*WHAT THE TASK ASKS:* Count how many lines below contain the string "patch" with matching case, and reply with that number alone.

*EXTRACTED RECORDS:*

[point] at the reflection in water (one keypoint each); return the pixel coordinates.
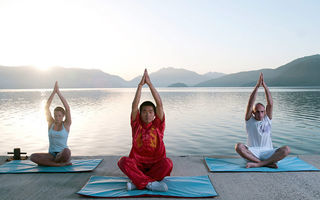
(198, 120)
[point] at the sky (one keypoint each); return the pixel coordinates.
(123, 37)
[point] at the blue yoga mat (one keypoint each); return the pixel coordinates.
(27, 166)
(239, 165)
(190, 186)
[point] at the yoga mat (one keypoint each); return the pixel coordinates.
(27, 166)
(189, 186)
(239, 165)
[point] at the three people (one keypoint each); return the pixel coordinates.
(58, 132)
(259, 151)
(147, 163)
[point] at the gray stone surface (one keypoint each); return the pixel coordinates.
(253, 185)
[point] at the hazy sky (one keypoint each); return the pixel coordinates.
(122, 37)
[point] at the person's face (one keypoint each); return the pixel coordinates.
(259, 112)
(147, 114)
(58, 116)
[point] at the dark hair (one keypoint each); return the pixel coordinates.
(254, 108)
(60, 109)
(147, 103)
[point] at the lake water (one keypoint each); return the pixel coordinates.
(199, 121)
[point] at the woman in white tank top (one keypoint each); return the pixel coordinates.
(58, 131)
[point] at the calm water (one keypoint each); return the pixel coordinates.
(198, 120)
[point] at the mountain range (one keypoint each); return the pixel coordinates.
(303, 71)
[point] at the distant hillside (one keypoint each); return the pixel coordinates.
(29, 77)
(170, 75)
(178, 85)
(300, 72)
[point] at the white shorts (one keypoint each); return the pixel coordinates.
(262, 153)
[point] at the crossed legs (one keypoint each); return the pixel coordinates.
(46, 159)
(279, 154)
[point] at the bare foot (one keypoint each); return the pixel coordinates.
(252, 164)
(65, 164)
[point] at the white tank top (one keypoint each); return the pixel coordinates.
(259, 133)
(57, 139)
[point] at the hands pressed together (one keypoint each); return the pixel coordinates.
(145, 79)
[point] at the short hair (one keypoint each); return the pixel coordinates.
(60, 109)
(255, 105)
(147, 103)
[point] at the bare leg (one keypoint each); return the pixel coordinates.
(244, 152)
(64, 157)
(46, 159)
(278, 155)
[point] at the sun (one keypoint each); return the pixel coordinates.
(43, 67)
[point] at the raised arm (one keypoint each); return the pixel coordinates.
(68, 120)
(252, 98)
(156, 96)
(136, 100)
(269, 107)
(49, 117)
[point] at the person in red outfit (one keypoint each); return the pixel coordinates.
(147, 163)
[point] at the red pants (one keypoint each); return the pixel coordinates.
(141, 174)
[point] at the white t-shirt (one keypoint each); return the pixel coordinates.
(259, 133)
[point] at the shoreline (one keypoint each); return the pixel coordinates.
(244, 185)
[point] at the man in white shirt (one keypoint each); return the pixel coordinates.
(260, 152)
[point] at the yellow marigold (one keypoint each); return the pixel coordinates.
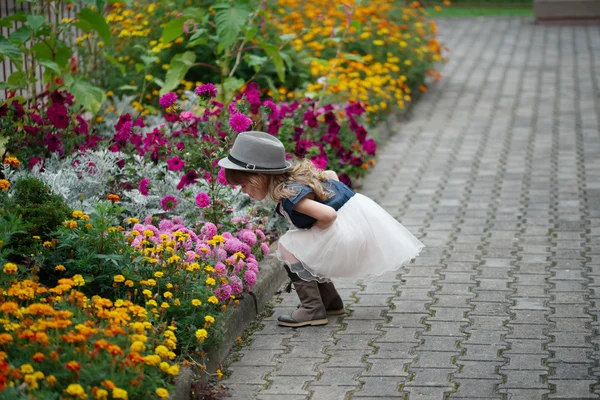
(201, 334)
(152, 360)
(12, 161)
(10, 268)
(119, 394)
(76, 389)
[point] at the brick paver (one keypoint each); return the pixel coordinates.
(497, 171)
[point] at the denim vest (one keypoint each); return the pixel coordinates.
(342, 194)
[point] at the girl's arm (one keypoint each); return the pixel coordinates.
(324, 215)
(331, 175)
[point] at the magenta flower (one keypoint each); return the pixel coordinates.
(167, 99)
(369, 146)
(175, 164)
(221, 177)
(202, 200)
(189, 178)
(239, 122)
(168, 203)
(143, 188)
(58, 116)
(206, 91)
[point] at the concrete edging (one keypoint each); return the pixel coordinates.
(271, 277)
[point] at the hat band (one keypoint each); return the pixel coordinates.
(248, 165)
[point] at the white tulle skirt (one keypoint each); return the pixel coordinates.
(363, 241)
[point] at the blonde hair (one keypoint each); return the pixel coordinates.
(278, 185)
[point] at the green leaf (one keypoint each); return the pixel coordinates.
(7, 22)
(128, 87)
(230, 18)
(148, 60)
(114, 62)
(97, 21)
(21, 35)
(194, 13)
(50, 65)
(173, 29)
(179, 66)
(88, 95)
(353, 57)
(35, 21)
(7, 49)
(287, 37)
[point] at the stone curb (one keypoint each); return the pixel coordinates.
(271, 278)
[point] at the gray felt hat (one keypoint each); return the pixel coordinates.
(255, 151)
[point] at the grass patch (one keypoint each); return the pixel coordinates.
(478, 12)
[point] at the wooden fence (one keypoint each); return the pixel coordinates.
(10, 7)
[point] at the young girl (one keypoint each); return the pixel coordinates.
(334, 233)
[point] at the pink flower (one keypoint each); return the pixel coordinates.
(250, 278)
(239, 122)
(143, 188)
(58, 116)
(168, 203)
(265, 249)
(175, 164)
(206, 91)
(186, 115)
(167, 99)
(221, 177)
(202, 200)
(189, 178)
(370, 146)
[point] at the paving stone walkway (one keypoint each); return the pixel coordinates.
(498, 172)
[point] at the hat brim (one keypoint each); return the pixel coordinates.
(228, 164)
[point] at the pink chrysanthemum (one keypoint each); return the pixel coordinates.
(167, 99)
(168, 203)
(206, 91)
(144, 184)
(239, 122)
(175, 164)
(202, 200)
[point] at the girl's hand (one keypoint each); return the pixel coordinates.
(324, 214)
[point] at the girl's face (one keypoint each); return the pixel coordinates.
(254, 191)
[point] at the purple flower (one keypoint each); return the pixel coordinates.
(239, 122)
(168, 203)
(209, 230)
(202, 200)
(167, 99)
(143, 188)
(206, 91)
(175, 164)
(250, 279)
(265, 248)
(58, 116)
(369, 146)
(221, 177)
(189, 178)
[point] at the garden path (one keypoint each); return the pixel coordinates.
(497, 171)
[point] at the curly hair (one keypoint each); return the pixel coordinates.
(279, 186)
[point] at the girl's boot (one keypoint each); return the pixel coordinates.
(311, 310)
(331, 299)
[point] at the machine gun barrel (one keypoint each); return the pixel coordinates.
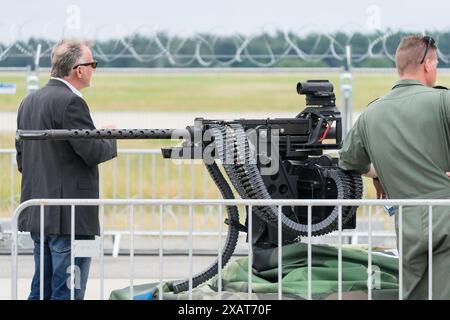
(64, 134)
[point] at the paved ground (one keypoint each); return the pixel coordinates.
(117, 271)
(154, 120)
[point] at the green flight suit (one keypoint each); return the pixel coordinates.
(406, 136)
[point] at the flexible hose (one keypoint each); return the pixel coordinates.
(232, 235)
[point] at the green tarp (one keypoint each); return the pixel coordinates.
(294, 276)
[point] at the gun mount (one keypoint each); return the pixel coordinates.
(281, 158)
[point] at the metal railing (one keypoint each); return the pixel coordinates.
(135, 173)
(219, 203)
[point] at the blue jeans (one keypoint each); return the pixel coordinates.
(57, 269)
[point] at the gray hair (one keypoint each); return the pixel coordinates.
(65, 54)
(409, 52)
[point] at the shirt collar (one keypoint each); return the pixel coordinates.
(71, 87)
(406, 83)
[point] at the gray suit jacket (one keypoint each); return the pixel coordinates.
(57, 168)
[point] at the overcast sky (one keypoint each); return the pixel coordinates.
(102, 19)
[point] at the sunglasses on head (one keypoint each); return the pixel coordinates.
(430, 43)
(93, 64)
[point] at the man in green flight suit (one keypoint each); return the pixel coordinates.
(403, 139)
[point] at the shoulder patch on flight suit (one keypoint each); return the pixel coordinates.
(372, 102)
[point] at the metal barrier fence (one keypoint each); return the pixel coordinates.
(135, 173)
(131, 204)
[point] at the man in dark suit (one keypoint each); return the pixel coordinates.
(61, 169)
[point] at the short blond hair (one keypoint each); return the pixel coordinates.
(66, 53)
(409, 53)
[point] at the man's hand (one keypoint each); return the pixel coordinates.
(381, 194)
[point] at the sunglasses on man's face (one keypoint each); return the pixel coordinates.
(430, 43)
(93, 64)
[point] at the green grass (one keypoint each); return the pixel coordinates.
(185, 92)
(211, 92)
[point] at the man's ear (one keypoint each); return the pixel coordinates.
(78, 72)
(428, 65)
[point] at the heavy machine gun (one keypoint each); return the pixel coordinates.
(283, 158)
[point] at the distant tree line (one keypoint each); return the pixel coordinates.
(279, 49)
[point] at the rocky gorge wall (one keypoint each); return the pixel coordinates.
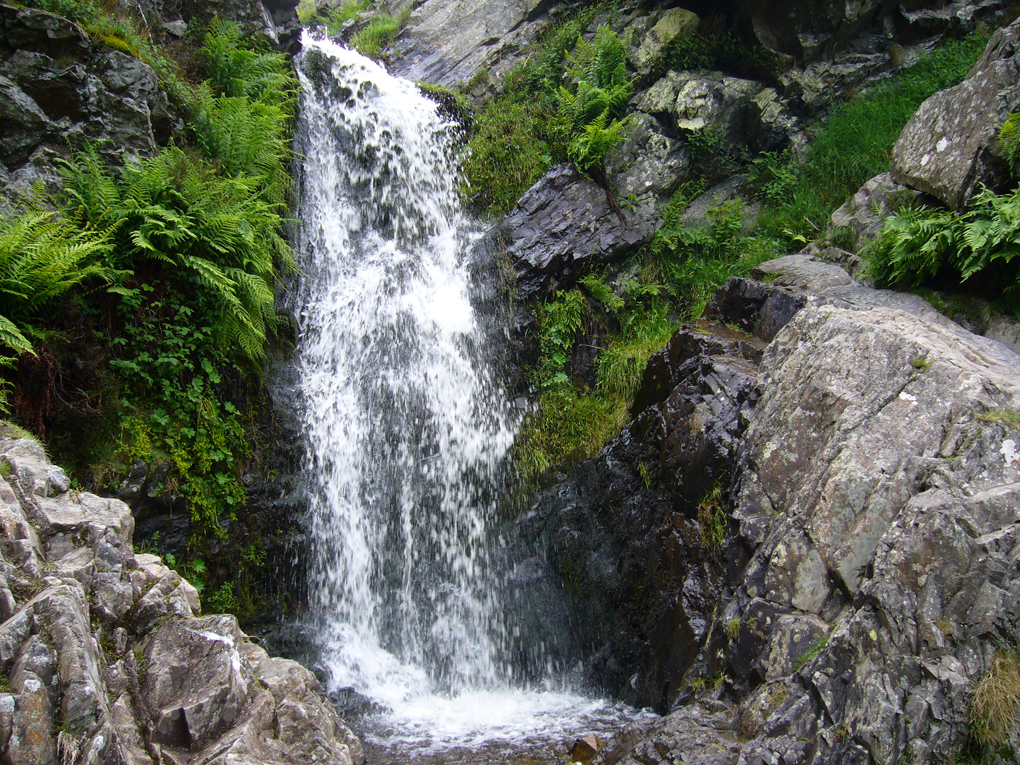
(802, 546)
(107, 658)
(863, 574)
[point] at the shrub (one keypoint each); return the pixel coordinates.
(1009, 137)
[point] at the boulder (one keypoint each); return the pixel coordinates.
(694, 102)
(851, 494)
(649, 165)
(949, 149)
(106, 660)
(864, 212)
(672, 24)
(456, 42)
(562, 226)
(59, 89)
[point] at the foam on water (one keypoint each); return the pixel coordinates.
(408, 430)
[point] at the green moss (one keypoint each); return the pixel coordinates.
(379, 34)
(506, 156)
(855, 142)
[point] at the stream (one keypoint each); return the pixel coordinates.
(409, 440)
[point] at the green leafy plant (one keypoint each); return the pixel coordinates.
(590, 115)
(379, 33)
(915, 246)
(1009, 138)
(505, 157)
(995, 708)
(213, 238)
(712, 517)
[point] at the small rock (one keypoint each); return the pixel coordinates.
(585, 748)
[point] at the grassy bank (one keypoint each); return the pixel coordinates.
(137, 305)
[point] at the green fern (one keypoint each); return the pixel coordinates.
(914, 246)
(1009, 140)
(596, 95)
(237, 71)
(217, 237)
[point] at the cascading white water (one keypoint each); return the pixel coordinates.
(407, 429)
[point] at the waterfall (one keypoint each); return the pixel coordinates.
(408, 429)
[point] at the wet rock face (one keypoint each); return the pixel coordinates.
(450, 41)
(105, 647)
(272, 21)
(874, 503)
(949, 148)
(622, 531)
(866, 583)
(864, 213)
(808, 29)
(60, 89)
(564, 224)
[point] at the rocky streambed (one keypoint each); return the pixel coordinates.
(106, 658)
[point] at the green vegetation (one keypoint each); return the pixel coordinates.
(379, 33)
(122, 33)
(135, 309)
(855, 144)
(917, 246)
(712, 518)
(995, 707)
(590, 114)
(816, 649)
(672, 278)
(530, 126)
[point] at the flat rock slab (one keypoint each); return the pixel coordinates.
(450, 41)
(562, 225)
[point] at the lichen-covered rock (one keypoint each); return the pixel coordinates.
(451, 42)
(864, 213)
(673, 23)
(949, 148)
(869, 488)
(649, 164)
(563, 225)
(694, 102)
(60, 89)
(106, 660)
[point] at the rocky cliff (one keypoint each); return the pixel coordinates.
(802, 547)
(107, 658)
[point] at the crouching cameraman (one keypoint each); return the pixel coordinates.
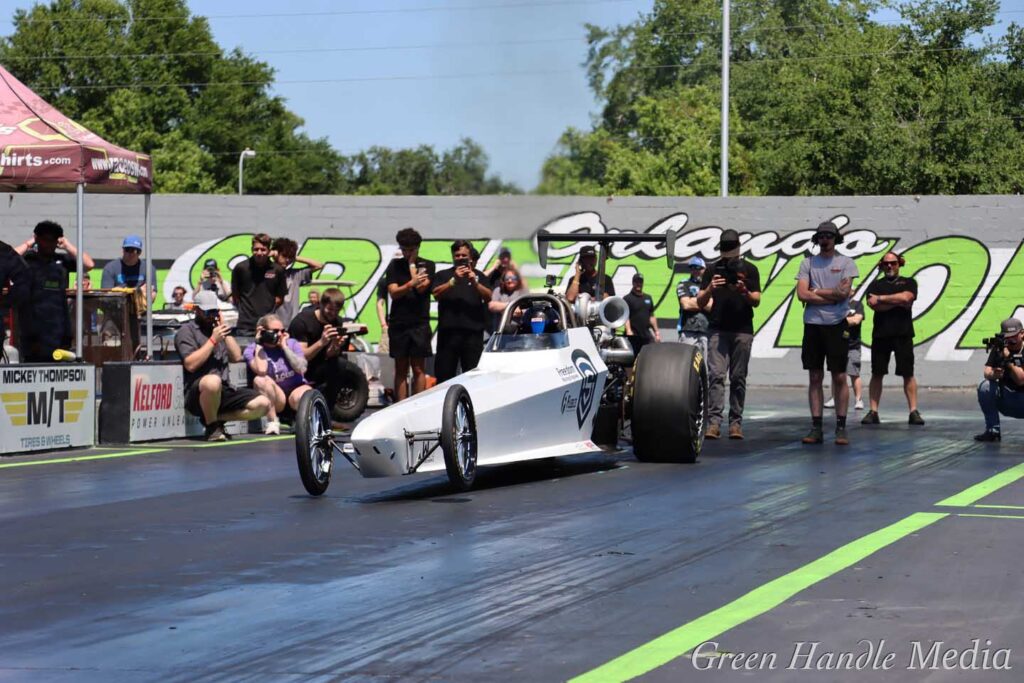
(1003, 389)
(278, 365)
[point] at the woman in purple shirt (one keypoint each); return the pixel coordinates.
(278, 364)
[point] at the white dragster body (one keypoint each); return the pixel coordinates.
(534, 396)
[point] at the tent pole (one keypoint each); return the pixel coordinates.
(152, 289)
(79, 299)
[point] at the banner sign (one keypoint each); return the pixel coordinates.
(46, 407)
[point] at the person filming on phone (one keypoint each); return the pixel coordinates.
(409, 280)
(211, 281)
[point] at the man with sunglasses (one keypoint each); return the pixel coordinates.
(130, 270)
(891, 297)
(206, 347)
(824, 283)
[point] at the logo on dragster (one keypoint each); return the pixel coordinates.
(588, 387)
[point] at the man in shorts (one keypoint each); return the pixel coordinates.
(823, 284)
(206, 346)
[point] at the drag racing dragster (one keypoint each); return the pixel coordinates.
(554, 380)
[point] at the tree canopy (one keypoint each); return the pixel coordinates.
(823, 100)
(148, 76)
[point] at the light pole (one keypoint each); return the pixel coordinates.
(724, 183)
(246, 154)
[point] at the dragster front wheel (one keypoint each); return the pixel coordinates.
(313, 444)
(459, 437)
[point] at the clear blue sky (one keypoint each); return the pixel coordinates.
(516, 118)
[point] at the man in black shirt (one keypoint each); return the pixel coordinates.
(462, 313)
(585, 280)
(258, 286)
(409, 322)
(1003, 389)
(317, 332)
(891, 297)
(641, 328)
(733, 288)
(45, 324)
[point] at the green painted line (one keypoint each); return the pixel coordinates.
(81, 459)
(676, 643)
(987, 487)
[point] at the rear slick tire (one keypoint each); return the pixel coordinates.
(312, 420)
(459, 441)
(670, 402)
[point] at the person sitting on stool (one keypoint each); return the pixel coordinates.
(1003, 389)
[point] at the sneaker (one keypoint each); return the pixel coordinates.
(814, 436)
(215, 432)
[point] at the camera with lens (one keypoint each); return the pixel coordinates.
(729, 268)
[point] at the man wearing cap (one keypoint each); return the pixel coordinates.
(45, 324)
(1003, 389)
(585, 279)
(891, 297)
(731, 287)
(824, 283)
(130, 270)
(641, 327)
(692, 318)
(206, 347)
(212, 281)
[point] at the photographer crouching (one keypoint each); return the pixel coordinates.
(1003, 389)
(278, 366)
(206, 347)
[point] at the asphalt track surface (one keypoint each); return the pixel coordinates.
(211, 563)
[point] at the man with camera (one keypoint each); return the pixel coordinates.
(324, 343)
(206, 347)
(278, 364)
(462, 313)
(1003, 389)
(892, 297)
(409, 322)
(210, 281)
(585, 279)
(731, 287)
(824, 283)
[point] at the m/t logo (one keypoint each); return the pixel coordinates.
(43, 408)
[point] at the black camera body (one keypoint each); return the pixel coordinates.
(730, 268)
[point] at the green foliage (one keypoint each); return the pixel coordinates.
(195, 111)
(823, 101)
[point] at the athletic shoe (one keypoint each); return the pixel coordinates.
(814, 436)
(988, 435)
(215, 432)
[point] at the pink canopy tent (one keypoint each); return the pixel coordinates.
(41, 150)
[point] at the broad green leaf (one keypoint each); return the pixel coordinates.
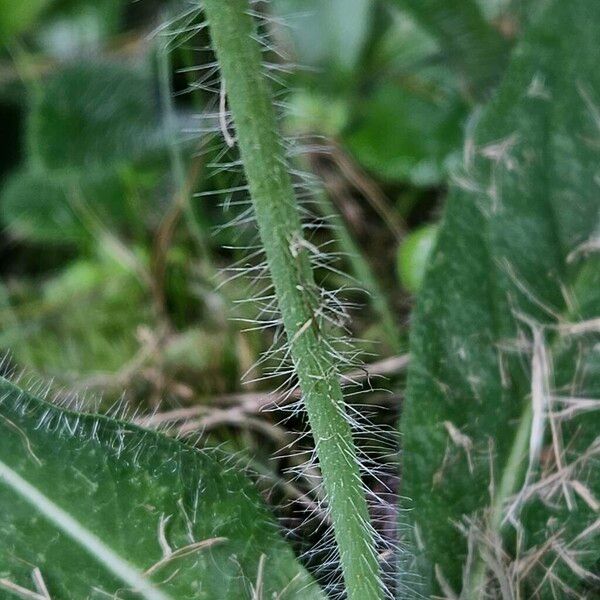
(94, 113)
(413, 256)
(100, 507)
(512, 290)
(469, 43)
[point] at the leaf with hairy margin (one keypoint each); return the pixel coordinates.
(515, 268)
(94, 502)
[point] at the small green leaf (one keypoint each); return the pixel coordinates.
(100, 507)
(413, 256)
(504, 339)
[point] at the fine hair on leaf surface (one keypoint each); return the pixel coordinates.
(504, 367)
(99, 507)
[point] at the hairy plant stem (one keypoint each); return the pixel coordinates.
(234, 39)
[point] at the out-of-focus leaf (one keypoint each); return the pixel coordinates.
(101, 508)
(413, 256)
(82, 322)
(477, 50)
(16, 17)
(327, 34)
(512, 289)
(81, 27)
(62, 206)
(95, 113)
(408, 130)
(409, 125)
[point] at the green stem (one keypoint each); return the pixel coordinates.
(233, 35)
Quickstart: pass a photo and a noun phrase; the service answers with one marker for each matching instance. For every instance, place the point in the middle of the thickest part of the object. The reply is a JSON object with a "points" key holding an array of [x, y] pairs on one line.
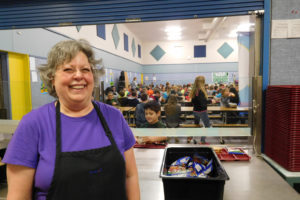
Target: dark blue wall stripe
{"points": [[101, 31], [46, 13], [125, 42]]}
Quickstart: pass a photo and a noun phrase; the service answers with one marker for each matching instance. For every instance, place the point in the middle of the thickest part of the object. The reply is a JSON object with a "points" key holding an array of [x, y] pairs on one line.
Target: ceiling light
{"points": [[245, 27], [174, 37]]}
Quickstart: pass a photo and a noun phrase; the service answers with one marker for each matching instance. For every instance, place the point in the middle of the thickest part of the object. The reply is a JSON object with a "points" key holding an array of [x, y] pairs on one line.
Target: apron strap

*WRITTEN ANSWER:* 2